## Request a
In the worked solution for the integral of cos³√x, what substitution is introduced first?

## Source passage

Question

$\int {\cos }^3\sqrt{x}dx$

Answer 1

Here $I=\int {\cos }^3\sqrt{x}dx$

Let $\sqrt{x}=\theta$

Differetiate on both side

$\frac{1}{2\sqrt{x}}dx=d\theta$

$dx=2\sqrt{x}d\theta$

$dx=2\theta d\theta$

put the value of dx in integeral

$I=\int {\cos }^3\theta \left(2\theta d\theta \right)$

As we know that the expansion

$\cos 3\theta =4{\cos }^3\theta -3\cos \theta$

${\cos }^3\theta =\frac{\cos 3\theta +3\cos \theta }{4}$

Finally $I$ can be written as:-

$I=\frac{1}{2}\int \theta (\cos 3\theta +3\cos \theta )d\theta$

$=\frac{1}{2}[\theta \int (\cos 3\theta +\cos \theta )d\theta -3(\int \frac{d\left(\theta \right)}{d\theta }\int (\cos 3\theta +\cos \theta d\theta \left)d\theta \right]$

$=\frac{1}{2}\left[\theta \right(\frac{\sin 3\theta }{3}+\sin \theta )-3\{\int (\frac{\sin 3\theta }{3}+\sin \theta )d\theta \left\}\right]$

$=\frac{1}{2}\left[\theta \right(\frac{\sin 3\theta }{3}+\sin \theta )-3\{\frac{(-)\cos 3\theta }{9}+(-)\cos \theta \left\}\right]+C$

$I=\frac{1}{6}[\theta \sin 3\theta +3\theta \sin \theta +\cos 3\theta +9\cos \theta ]+C$

Where C is integeral constant

[Pointing and labeling records]
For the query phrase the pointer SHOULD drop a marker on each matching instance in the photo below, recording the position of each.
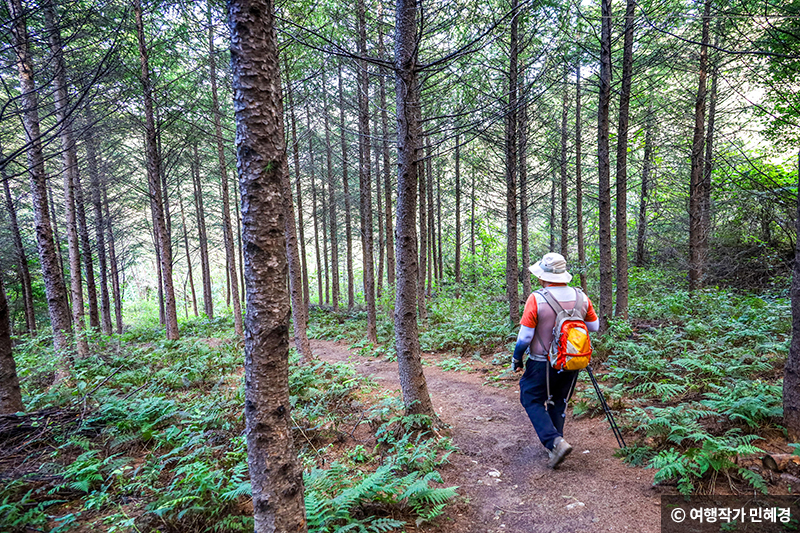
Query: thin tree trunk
(205, 265)
(51, 272)
(332, 220)
(188, 254)
(69, 169)
(275, 471)
(696, 263)
(647, 169)
(346, 185)
(458, 213)
(99, 222)
(622, 163)
(512, 268)
(578, 181)
(227, 231)
(112, 259)
(604, 168)
(423, 228)
(365, 178)
(10, 394)
(412, 380)
(791, 371)
(22, 257)
(300, 225)
(523, 198)
(153, 174)
(384, 73)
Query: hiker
(535, 336)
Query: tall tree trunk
(604, 168)
(387, 180)
(22, 257)
(409, 151)
(347, 201)
(300, 225)
(10, 394)
(696, 260)
(708, 167)
(153, 175)
(523, 198)
(116, 289)
(69, 169)
(227, 228)
(647, 168)
(275, 471)
(458, 212)
(332, 219)
(51, 271)
(188, 254)
(364, 177)
(622, 163)
(563, 164)
(423, 228)
(578, 181)
(205, 265)
(512, 269)
(99, 222)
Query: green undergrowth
(148, 435)
(697, 380)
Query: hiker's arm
(524, 338)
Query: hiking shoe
(560, 450)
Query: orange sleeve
(591, 316)
(529, 315)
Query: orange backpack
(571, 348)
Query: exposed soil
(591, 491)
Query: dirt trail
(591, 491)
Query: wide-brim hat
(552, 268)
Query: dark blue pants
(549, 422)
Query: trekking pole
(606, 410)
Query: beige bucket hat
(552, 268)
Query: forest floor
(500, 467)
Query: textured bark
(332, 219)
(604, 168)
(51, 270)
(512, 267)
(412, 380)
(10, 394)
(69, 170)
(791, 371)
(387, 180)
(424, 171)
(696, 259)
(112, 259)
(188, 254)
(275, 471)
(564, 178)
(99, 221)
(365, 178)
(647, 169)
(153, 175)
(202, 235)
(348, 232)
(621, 309)
(300, 225)
(578, 179)
(458, 211)
(21, 256)
(227, 228)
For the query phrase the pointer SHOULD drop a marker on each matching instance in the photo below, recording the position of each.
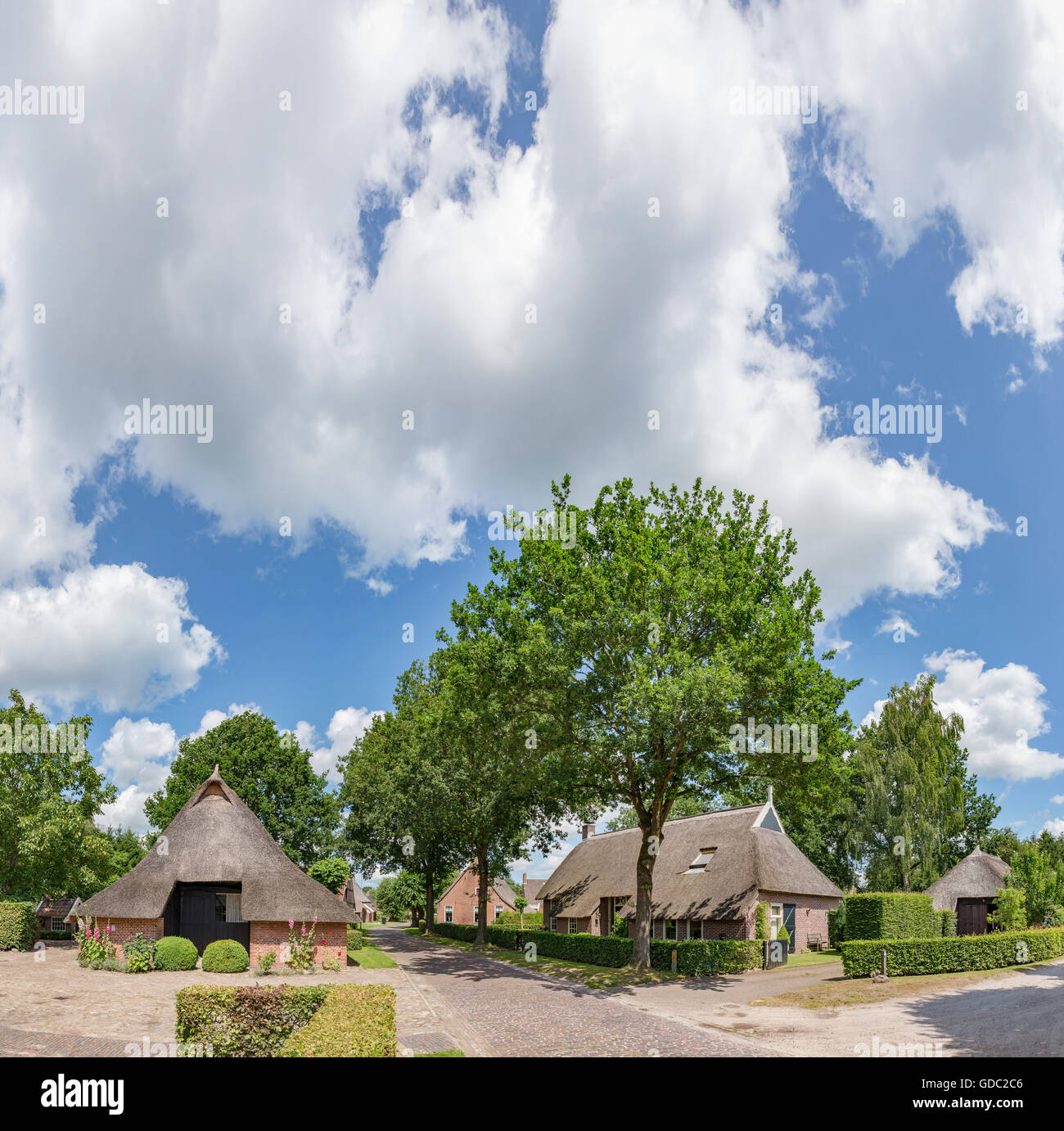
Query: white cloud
(663, 310)
(1003, 710)
(95, 637)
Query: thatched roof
(752, 854)
(217, 840)
(978, 876)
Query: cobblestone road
(513, 1012)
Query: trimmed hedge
(891, 915)
(353, 1021)
(948, 956)
(225, 956)
(18, 926)
(693, 957)
(245, 1021)
(174, 953)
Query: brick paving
(517, 1012)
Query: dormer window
(701, 861)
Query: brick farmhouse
(460, 903)
(216, 873)
(711, 872)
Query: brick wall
(331, 941)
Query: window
(699, 863)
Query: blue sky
(512, 206)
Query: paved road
(507, 1012)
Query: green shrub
(172, 953)
(353, 1021)
(225, 956)
(837, 924)
(139, 953)
(245, 1021)
(891, 915)
(761, 922)
(945, 956)
(18, 926)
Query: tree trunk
(648, 855)
(482, 899)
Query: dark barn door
(202, 915)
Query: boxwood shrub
(245, 1021)
(225, 956)
(891, 915)
(945, 956)
(18, 926)
(172, 953)
(352, 1021)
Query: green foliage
(943, 956)
(18, 926)
(837, 924)
(49, 843)
(910, 805)
(270, 773)
(331, 872)
(761, 922)
(1010, 912)
(245, 1021)
(891, 915)
(139, 953)
(225, 956)
(353, 1021)
(172, 953)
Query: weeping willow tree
(908, 811)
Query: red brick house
(711, 872)
(216, 873)
(460, 903)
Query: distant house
(358, 900)
(530, 891)
(460, 903)
(971, 889)
(711, 872)
(58, 914)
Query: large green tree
(50, 793)
(649, 640)
(270, 773)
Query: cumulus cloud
(1003, 708)
(112, 634)
(512, 289)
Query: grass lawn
(596, 977)
(864, 991)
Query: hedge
(18, 926)
(174, 953)
(225, 956)
(245, 1021)
(948, 956)
(693, 957)
(353, 1021)
(891, 915)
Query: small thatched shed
(216, 873)
(971, 889)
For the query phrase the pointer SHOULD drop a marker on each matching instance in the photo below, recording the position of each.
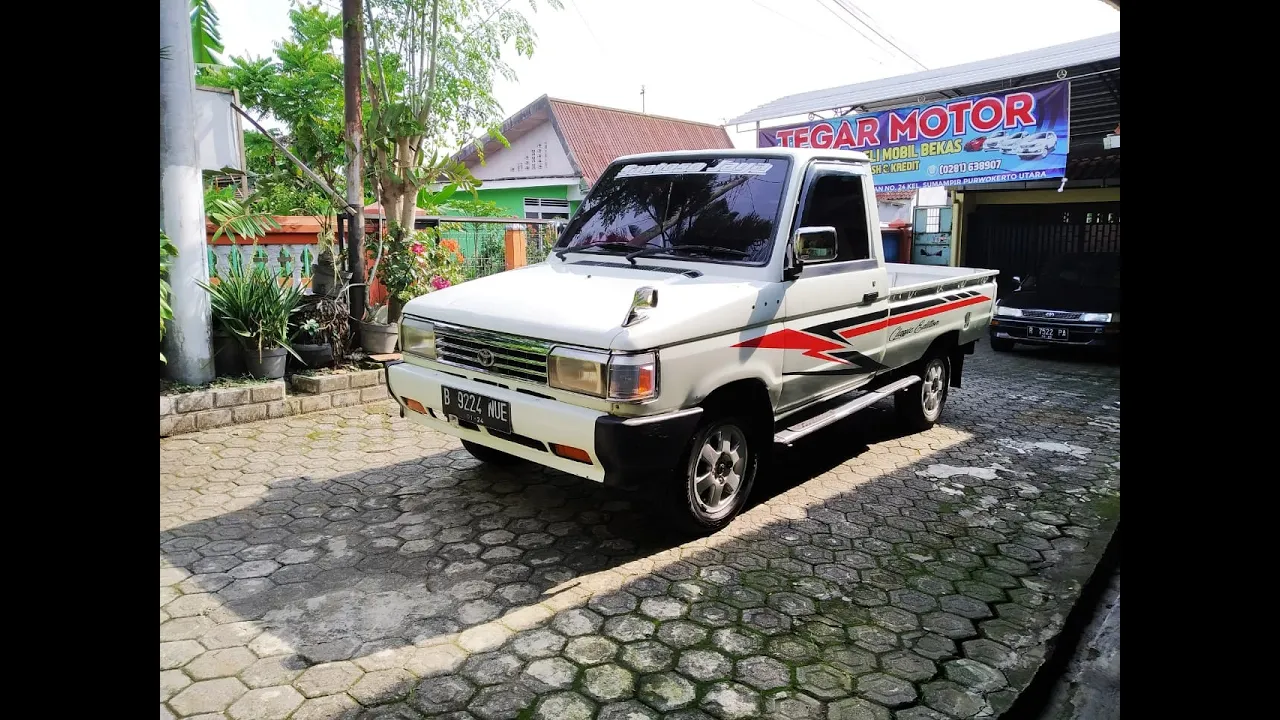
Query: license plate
(476, 409)
(1048, 333)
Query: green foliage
(301, 86)
(236, 219)
(167, 254)
(205, 39)
(255, 305)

## Request b
Rewrite the stretch of records from the line containing "Query: red brick house" through the end of the records, replacing "house" with "home" and keeping everything else the same. Leave the pictures out.

## Task output a
√x = θ

## Task output b
Query: red brick home
(711, 872)
(216, 873)
(460, 903)
Query: distant home
(358, 900)
(530, 891)
(460, 903)
(971, 889)
(711, 872)
(58, 914)
Query: large green tree
(50, 793)
(649, 640)
(270, 773)
Query: cumulus cloud
(1003, 708)
(112, 634)
(512, 289)
Query: grass lawn
(596, 977)
(864, 991)
Query: hedge
(18, 926)
(174, 953)
(225, 956)
(245, 1021)
(948, 956)
(693, 957)
(353, 1021)
(891, 915)
Query: small thatched shed
(216, 873)
(971, 889)
For the query phrase the pointer SHOULD drop a marker on each matching instance in the photo below, recording the position of each.
Query: license plate
(476, 409)
(1048, 333)
Query: green foliage
(301, 86)
(236, 219)
(167, 254)
(205, 39)
(255, 305)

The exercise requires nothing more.